• The problem: Reproduce the lines below exactly, taking only the part that opens with the line containing "like x=94 y=828." and closes with the line containing "x=203 y=749", both of those lines included.

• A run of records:
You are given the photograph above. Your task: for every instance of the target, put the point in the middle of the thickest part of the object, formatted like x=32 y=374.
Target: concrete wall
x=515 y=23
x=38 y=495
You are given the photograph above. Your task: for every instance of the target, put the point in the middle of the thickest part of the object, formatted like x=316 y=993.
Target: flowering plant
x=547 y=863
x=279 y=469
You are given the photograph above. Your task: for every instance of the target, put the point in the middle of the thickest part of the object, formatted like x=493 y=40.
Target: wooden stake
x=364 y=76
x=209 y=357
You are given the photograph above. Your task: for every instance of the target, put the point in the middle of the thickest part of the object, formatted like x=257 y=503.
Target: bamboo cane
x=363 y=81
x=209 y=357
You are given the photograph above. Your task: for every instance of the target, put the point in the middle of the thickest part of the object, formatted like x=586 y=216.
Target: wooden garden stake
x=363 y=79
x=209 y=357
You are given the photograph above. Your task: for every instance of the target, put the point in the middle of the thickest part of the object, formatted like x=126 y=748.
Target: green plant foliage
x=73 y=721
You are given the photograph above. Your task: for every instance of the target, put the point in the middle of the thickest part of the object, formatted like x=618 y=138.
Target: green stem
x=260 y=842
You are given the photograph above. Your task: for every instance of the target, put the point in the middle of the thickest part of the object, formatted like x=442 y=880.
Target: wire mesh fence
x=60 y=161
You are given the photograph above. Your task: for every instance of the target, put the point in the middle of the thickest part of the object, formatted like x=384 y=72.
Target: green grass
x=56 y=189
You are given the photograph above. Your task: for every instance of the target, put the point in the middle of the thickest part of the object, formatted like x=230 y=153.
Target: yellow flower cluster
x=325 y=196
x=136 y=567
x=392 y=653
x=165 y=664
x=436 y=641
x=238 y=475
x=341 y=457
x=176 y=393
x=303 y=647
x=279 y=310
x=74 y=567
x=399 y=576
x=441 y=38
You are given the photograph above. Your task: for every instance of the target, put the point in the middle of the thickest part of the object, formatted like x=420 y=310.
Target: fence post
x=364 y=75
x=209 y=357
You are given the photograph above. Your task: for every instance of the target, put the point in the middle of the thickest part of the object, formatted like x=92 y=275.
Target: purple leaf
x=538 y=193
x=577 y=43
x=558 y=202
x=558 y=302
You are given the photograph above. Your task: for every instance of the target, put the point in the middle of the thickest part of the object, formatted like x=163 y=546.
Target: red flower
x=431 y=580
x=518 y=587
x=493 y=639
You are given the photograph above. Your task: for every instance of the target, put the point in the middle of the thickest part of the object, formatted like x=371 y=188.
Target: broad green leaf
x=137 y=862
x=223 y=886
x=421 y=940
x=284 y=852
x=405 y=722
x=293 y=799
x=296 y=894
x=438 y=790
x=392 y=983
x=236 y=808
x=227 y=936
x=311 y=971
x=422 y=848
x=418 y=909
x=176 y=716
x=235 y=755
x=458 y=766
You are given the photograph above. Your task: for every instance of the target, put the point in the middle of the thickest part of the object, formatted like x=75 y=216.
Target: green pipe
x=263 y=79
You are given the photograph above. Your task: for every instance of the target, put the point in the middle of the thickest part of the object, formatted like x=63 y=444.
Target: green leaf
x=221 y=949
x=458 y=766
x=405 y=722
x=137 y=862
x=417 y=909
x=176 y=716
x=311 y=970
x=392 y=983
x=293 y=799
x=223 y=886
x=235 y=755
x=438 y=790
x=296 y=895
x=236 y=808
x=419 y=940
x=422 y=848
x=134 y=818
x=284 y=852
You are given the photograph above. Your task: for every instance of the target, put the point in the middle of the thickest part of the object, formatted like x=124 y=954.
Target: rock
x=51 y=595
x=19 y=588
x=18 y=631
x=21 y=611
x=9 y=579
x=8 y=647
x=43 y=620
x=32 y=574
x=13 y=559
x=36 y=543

==

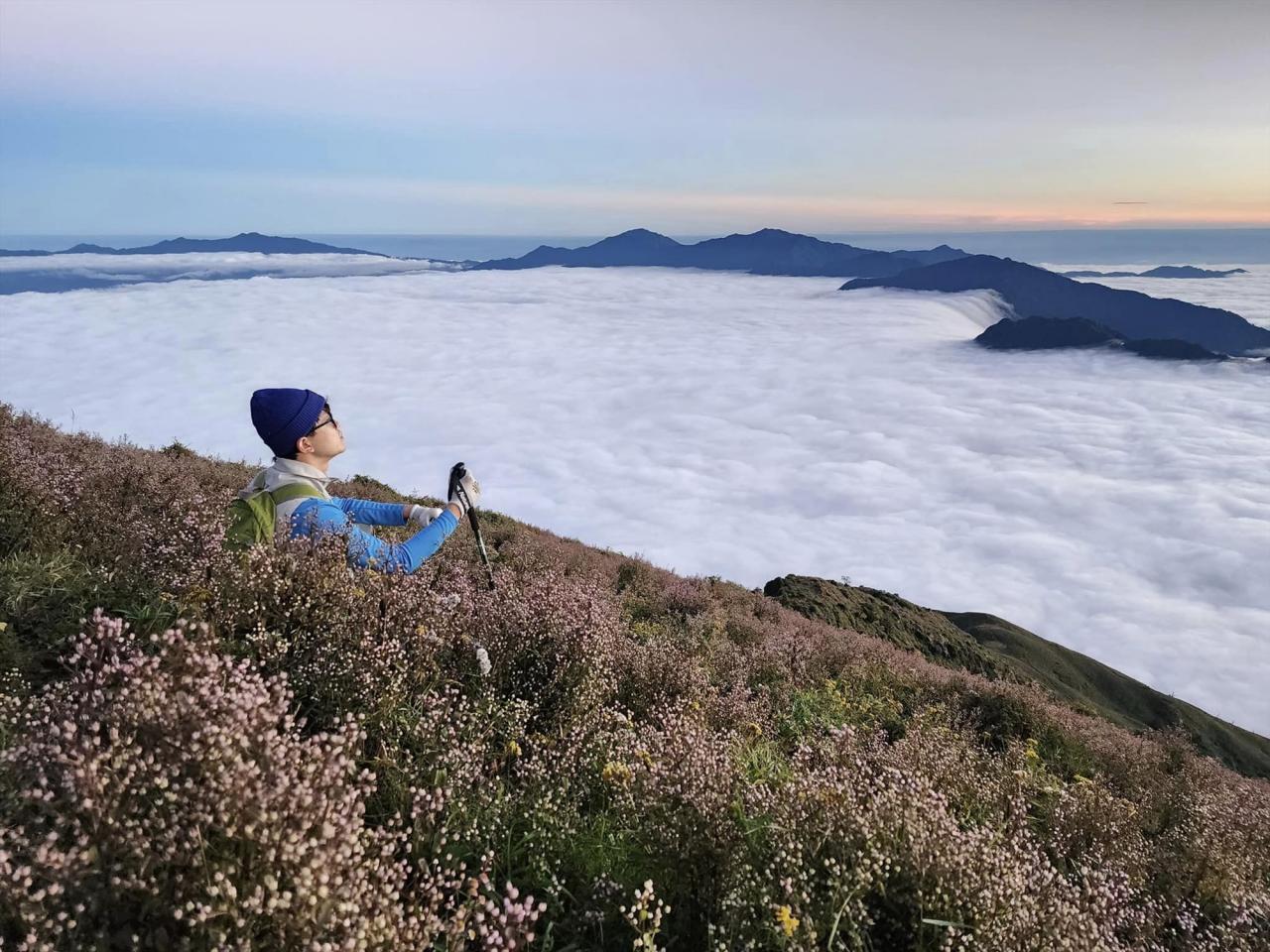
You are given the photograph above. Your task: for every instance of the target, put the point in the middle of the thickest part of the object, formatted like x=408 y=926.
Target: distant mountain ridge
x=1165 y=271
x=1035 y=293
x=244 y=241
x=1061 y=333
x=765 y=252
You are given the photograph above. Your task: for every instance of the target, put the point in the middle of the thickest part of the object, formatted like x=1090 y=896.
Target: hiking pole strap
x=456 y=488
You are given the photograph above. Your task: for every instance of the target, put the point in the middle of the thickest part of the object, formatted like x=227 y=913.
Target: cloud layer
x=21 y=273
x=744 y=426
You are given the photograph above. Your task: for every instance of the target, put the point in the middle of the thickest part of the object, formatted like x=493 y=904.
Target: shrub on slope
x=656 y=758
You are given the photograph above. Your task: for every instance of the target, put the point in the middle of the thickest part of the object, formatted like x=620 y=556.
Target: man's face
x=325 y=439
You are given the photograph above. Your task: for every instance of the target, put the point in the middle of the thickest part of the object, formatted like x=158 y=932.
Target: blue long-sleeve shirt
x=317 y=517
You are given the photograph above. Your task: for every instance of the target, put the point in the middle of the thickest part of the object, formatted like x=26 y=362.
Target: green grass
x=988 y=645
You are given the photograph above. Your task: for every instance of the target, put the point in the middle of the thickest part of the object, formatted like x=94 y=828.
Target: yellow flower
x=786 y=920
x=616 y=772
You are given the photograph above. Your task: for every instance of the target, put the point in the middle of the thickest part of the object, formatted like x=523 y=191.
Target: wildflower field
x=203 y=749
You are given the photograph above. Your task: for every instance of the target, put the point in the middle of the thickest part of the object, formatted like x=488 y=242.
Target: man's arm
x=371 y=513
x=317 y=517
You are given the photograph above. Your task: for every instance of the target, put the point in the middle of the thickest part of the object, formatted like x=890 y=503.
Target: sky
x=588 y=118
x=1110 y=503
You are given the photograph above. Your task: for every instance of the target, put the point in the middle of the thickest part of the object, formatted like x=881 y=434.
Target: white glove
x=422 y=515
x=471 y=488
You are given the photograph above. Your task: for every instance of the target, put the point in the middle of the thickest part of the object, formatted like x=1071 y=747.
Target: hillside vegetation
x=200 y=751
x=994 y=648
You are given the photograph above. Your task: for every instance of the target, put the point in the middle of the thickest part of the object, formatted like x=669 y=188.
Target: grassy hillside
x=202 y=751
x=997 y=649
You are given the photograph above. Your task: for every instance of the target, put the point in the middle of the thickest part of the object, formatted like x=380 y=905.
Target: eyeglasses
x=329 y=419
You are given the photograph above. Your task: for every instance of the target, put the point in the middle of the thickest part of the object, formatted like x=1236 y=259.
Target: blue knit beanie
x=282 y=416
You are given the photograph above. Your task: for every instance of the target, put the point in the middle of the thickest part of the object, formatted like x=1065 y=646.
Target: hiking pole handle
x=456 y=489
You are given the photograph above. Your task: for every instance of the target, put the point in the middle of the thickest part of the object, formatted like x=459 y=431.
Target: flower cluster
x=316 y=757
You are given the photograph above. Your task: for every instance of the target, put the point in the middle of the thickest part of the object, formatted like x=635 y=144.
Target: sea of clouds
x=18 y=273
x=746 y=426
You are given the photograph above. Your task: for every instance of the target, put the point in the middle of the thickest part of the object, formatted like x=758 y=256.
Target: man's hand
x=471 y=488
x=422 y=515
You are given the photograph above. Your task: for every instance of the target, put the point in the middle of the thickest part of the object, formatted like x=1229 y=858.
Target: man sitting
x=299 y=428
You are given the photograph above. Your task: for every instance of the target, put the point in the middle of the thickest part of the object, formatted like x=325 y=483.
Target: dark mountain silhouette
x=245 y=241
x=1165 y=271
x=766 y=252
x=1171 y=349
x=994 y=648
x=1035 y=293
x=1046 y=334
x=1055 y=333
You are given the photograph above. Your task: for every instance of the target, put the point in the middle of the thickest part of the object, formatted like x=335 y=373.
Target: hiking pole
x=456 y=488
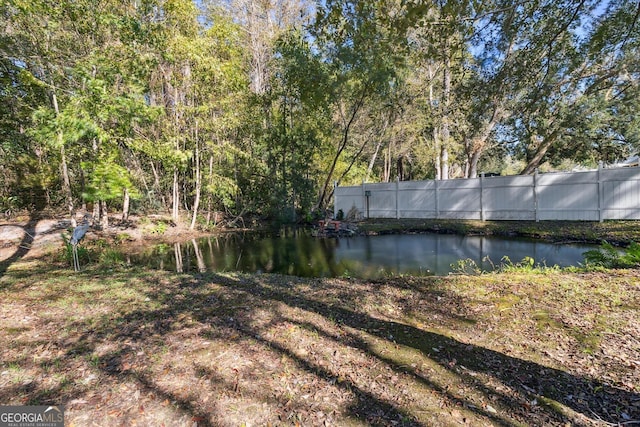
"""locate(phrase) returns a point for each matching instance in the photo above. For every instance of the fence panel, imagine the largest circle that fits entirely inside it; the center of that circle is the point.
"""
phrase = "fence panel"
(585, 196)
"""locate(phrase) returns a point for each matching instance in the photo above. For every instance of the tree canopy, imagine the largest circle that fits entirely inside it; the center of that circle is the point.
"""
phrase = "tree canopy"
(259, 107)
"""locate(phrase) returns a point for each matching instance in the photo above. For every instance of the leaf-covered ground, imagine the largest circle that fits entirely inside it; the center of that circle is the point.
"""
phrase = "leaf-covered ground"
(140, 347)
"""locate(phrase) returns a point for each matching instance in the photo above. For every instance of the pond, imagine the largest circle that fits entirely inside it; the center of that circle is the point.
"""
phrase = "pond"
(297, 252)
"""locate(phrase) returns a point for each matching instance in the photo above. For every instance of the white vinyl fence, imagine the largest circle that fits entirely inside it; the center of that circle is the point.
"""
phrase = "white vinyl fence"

• Response:
You are given the photograph above. Your task: for every instance of the target, put the point in the middle of the thickest part of the object, formatted like x=94 y=828.
Target: yellow flower
x=786 y=920
x=616 y=772
You are given the photograph above. Your task: for every instance of the target, put the point in the middle of the thickest part of the object, formatted like x=523 y=191.
Target: wildflower field
x=203 y=749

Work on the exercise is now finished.